Within this material, find every line where the string "boulder" appears, and copy it out.
----------
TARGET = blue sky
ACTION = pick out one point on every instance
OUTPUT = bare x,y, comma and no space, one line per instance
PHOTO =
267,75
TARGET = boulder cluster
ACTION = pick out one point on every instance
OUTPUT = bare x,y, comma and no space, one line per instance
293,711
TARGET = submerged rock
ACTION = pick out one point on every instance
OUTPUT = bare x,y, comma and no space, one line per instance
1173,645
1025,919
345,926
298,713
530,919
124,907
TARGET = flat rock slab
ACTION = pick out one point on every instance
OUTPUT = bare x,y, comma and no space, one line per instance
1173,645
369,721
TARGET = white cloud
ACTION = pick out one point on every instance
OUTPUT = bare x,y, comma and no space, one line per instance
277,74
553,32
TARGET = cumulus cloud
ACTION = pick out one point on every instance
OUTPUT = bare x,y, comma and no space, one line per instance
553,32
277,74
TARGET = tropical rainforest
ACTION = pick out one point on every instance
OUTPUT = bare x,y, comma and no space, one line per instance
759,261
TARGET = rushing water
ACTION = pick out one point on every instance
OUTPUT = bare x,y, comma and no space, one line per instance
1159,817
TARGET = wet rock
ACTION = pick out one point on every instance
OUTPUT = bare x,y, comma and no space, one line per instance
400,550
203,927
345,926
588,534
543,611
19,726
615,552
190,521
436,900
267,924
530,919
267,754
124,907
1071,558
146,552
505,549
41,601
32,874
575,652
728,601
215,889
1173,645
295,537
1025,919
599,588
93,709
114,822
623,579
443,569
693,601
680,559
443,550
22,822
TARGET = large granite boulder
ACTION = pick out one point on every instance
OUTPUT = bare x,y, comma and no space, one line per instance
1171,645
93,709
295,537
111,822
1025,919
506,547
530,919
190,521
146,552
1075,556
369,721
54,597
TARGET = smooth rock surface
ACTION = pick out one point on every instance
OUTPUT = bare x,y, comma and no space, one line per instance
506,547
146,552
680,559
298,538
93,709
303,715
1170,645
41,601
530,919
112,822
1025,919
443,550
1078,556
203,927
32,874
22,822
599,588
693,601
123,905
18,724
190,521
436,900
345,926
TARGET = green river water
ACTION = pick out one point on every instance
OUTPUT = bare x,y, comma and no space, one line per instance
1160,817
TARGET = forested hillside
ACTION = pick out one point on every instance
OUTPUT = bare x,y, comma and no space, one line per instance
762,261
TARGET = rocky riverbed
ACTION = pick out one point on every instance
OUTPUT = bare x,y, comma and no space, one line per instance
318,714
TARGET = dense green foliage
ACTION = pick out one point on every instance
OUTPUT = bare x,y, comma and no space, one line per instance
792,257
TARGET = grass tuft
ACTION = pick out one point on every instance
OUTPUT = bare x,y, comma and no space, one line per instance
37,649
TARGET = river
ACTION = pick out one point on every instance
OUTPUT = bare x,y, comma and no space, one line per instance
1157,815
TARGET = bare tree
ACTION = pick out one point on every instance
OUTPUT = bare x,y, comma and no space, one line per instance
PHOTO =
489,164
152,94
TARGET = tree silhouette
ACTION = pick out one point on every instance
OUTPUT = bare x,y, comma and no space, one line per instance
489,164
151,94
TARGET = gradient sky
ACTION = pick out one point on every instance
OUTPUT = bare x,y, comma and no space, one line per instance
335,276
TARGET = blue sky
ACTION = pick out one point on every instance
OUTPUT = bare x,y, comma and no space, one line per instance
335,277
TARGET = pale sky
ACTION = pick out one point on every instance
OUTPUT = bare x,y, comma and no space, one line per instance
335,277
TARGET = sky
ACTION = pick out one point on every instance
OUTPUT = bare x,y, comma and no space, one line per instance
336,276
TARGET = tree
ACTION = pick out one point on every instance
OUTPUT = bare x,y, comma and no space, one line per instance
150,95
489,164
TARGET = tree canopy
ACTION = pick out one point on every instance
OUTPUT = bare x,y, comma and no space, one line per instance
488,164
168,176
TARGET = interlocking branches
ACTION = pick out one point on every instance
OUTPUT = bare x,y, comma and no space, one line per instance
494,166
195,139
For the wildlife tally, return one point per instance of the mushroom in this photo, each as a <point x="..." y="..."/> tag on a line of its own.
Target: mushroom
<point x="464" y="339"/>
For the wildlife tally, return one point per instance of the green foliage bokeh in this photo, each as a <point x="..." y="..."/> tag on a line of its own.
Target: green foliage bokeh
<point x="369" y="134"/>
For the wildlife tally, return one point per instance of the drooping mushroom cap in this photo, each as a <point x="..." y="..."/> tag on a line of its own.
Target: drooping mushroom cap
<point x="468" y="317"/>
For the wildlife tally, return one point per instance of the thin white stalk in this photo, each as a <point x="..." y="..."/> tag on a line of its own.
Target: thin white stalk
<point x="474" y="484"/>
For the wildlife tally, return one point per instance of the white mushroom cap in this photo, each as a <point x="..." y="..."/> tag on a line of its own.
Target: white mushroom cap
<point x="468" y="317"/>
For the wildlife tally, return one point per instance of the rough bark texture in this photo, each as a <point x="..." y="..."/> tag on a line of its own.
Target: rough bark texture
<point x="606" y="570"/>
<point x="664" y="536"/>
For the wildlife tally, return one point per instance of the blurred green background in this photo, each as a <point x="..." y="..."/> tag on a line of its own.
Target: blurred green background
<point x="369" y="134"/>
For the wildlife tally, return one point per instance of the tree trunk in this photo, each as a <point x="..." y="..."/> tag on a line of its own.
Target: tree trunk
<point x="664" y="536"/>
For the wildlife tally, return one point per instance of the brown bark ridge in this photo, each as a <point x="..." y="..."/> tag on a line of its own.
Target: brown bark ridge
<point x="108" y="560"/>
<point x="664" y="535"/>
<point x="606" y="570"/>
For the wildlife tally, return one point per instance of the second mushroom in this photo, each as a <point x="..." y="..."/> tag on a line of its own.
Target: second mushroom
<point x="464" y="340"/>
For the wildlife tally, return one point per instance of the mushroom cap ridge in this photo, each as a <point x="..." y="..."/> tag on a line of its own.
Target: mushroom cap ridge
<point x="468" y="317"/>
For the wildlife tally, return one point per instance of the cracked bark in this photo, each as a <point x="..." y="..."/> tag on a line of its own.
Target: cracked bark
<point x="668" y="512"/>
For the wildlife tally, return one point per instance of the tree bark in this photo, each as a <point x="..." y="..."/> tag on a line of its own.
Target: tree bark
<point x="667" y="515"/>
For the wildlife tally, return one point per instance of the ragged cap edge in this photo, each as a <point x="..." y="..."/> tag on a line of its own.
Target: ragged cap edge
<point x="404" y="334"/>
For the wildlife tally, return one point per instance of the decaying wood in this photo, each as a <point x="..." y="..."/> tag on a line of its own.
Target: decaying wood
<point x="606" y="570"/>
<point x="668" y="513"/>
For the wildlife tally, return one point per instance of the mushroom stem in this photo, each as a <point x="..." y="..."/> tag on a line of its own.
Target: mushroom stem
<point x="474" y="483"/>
----------
• **Task result**
TARGET = boulder cluster
TARGET = large granite boulder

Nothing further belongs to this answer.